** start of Stored records **

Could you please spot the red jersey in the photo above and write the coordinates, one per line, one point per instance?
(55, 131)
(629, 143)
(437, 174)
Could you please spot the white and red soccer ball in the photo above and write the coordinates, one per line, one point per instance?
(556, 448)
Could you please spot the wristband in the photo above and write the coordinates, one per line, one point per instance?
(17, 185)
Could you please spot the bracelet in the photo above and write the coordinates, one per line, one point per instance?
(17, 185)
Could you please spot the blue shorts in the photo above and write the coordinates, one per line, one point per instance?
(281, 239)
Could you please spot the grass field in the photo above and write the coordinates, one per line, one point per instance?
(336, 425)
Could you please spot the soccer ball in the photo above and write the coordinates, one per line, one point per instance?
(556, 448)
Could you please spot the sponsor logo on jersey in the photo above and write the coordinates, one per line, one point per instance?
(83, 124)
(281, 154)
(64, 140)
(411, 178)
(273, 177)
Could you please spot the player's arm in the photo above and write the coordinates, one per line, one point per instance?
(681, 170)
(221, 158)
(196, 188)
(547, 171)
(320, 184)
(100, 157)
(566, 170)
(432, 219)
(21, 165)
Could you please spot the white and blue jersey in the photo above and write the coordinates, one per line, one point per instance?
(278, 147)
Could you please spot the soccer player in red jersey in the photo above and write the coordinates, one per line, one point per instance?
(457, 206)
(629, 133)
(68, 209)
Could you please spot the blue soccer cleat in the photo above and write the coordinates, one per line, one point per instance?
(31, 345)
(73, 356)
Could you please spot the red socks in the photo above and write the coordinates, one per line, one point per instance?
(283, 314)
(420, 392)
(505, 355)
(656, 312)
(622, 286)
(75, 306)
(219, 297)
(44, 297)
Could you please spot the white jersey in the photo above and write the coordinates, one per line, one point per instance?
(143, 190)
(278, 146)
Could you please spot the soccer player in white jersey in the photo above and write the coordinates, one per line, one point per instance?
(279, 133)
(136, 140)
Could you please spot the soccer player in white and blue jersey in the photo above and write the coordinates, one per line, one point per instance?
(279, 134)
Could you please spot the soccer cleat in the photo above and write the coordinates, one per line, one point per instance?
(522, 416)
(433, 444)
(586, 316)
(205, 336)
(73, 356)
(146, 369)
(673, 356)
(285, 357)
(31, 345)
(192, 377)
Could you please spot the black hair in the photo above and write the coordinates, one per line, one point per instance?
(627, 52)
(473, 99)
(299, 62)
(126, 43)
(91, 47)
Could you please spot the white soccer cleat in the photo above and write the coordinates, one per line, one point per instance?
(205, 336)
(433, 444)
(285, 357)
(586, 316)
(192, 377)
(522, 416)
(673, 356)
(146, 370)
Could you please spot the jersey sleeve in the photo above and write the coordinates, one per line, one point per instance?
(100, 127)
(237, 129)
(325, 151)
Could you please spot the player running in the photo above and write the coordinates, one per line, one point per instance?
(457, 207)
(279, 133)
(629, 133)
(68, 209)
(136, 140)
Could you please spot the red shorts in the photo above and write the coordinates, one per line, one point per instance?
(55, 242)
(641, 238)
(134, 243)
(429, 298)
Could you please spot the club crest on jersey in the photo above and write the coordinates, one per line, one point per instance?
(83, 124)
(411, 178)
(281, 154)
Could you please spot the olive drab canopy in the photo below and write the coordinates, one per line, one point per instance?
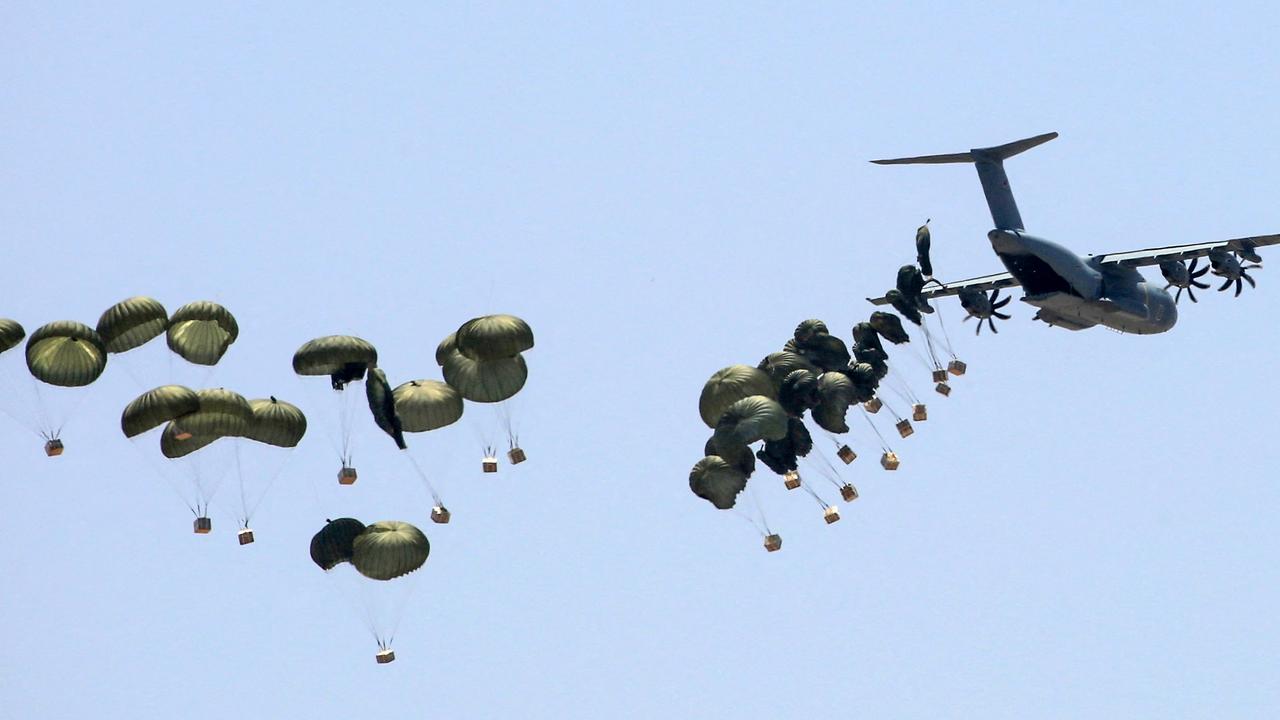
(201, 332)
(65, 354)
(388, 550)
(158, 406)
(222, 413)
(132, 323)
(493, 337)
(275, 422)
(752, 419)
(485, 381)
(426, 405)
(382, 405)
(332, 354)
(716, 481)
(10, 333)
(730, 384)
(334, 543)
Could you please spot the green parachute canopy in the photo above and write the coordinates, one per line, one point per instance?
(730, 384)
(158, 406)
(131, 323)
(65, 354)
(201, 332)
(716, 481)
(336, 542)
(388, 550)
(275, 422)
(222, 414)
(10, 333)
(382, 405)
(493, 337)
(752, 419)
(426, 405)
(341, 356)
(485, 381)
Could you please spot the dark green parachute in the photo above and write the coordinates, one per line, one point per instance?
(131, 323)
(778, 365)
(382, 404)
(201, 332)
(904, 305)
(10, 333)
(65, 354)
(890, 327)
(158, 406)
(485, 381)
(222, 413)
(837, 393)
(341, 356)
(799, 392)
(388, 550)
(275, 422)
(922, 250)
(334, 543)
(426, 405)
(493, 337)
(728, 386)
(716, 481)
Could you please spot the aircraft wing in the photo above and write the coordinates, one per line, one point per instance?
(1157, 255)
(983, 283)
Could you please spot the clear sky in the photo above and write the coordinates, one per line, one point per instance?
(1084, 528)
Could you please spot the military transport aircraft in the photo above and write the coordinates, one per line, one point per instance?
(1078, 292)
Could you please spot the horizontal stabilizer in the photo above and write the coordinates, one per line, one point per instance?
(997, 153)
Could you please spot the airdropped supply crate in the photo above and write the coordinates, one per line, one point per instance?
(904, 428)
(890, 460)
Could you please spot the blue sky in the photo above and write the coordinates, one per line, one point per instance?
(1084, 528)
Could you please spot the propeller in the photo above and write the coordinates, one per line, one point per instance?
(979, 305)
(1183, 278)
(1228, 265)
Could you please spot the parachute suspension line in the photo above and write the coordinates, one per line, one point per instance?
(883, 442)
(421, 475)
(946, 336)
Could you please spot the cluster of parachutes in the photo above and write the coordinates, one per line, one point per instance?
(758, 413)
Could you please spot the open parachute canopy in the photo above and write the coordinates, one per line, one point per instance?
(341, 356)
(65, 354)
(388, 550)
(132, 323)
(201, 332)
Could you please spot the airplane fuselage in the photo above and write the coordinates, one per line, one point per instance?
(1078, 292)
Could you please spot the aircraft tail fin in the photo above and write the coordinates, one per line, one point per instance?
(991, 172)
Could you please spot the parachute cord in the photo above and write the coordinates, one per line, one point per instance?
(421, 474)
(883, 442)
(946, 336)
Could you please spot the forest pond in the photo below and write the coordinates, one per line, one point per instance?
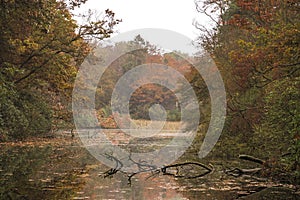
(61, 168)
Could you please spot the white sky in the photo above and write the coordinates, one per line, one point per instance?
(174, 15)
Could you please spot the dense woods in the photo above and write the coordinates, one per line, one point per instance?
(255, 45)
(42, 47)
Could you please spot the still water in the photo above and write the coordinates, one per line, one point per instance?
(63, 169)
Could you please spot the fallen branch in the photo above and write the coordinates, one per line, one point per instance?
(252, 159)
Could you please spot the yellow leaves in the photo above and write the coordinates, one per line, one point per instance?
(245, 45)
(23, 46)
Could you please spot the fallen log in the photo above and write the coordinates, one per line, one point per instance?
(252, 159)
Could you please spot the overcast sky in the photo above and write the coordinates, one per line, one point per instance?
(174, 15)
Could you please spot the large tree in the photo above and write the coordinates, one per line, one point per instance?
(42, 47)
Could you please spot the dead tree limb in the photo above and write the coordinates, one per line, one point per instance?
(252, 159)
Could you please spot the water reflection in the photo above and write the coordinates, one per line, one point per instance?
(65, 170)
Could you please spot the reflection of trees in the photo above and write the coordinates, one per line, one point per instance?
(188, 170)
(39, 173)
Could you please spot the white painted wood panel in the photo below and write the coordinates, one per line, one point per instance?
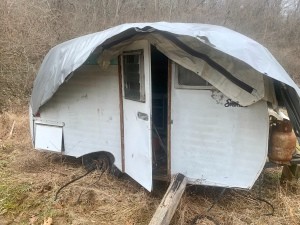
(48, 137)
(137, 132)
(88, 105)
(216, 145)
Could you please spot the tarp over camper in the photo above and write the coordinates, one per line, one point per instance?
(238, 61)
(209, 142)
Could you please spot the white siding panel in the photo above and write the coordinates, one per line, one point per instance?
(88, 104)
(216, 145)
(48, 137)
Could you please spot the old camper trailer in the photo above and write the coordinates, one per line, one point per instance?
(163, 98)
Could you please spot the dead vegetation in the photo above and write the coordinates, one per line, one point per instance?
(29, 179)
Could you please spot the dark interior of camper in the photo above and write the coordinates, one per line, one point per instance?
(159, 79)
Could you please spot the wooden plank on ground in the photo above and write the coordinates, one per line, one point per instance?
(170, 201)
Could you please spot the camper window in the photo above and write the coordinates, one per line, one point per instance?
(133, 70)
(190, 80)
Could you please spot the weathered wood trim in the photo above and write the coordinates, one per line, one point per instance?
(169, 118)
(167, 207)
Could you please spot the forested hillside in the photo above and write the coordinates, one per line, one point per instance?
(30, 28)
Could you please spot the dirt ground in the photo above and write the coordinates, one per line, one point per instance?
(30, 179)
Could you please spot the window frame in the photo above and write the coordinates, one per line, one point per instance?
(181, 86)
(140, 53)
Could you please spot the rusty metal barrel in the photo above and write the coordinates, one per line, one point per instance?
(282, 143)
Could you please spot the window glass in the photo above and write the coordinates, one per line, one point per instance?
(133, 76)
(189, 78)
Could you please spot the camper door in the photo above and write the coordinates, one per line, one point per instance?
(136, 86)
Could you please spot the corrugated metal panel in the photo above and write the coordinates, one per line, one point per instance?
(88, 104)
(217, 145)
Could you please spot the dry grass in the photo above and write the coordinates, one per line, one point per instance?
(30, 179)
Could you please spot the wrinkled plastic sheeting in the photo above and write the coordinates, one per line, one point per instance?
(64, 58)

** end of Stored records **

> [Exercise description] Rewrite everything from the line containing "Could you please spot the wrinkled" down to the end of the data, requests included, multiplying each coordinate in the answers by 2.6 and rounding to whole numbers, with halves rounded up.

> [Result of this exercise]
Could you please spot the wrinkled plastic sheeting in the photo above and write the coordinates, one per line, one point per instance?
(166, 151)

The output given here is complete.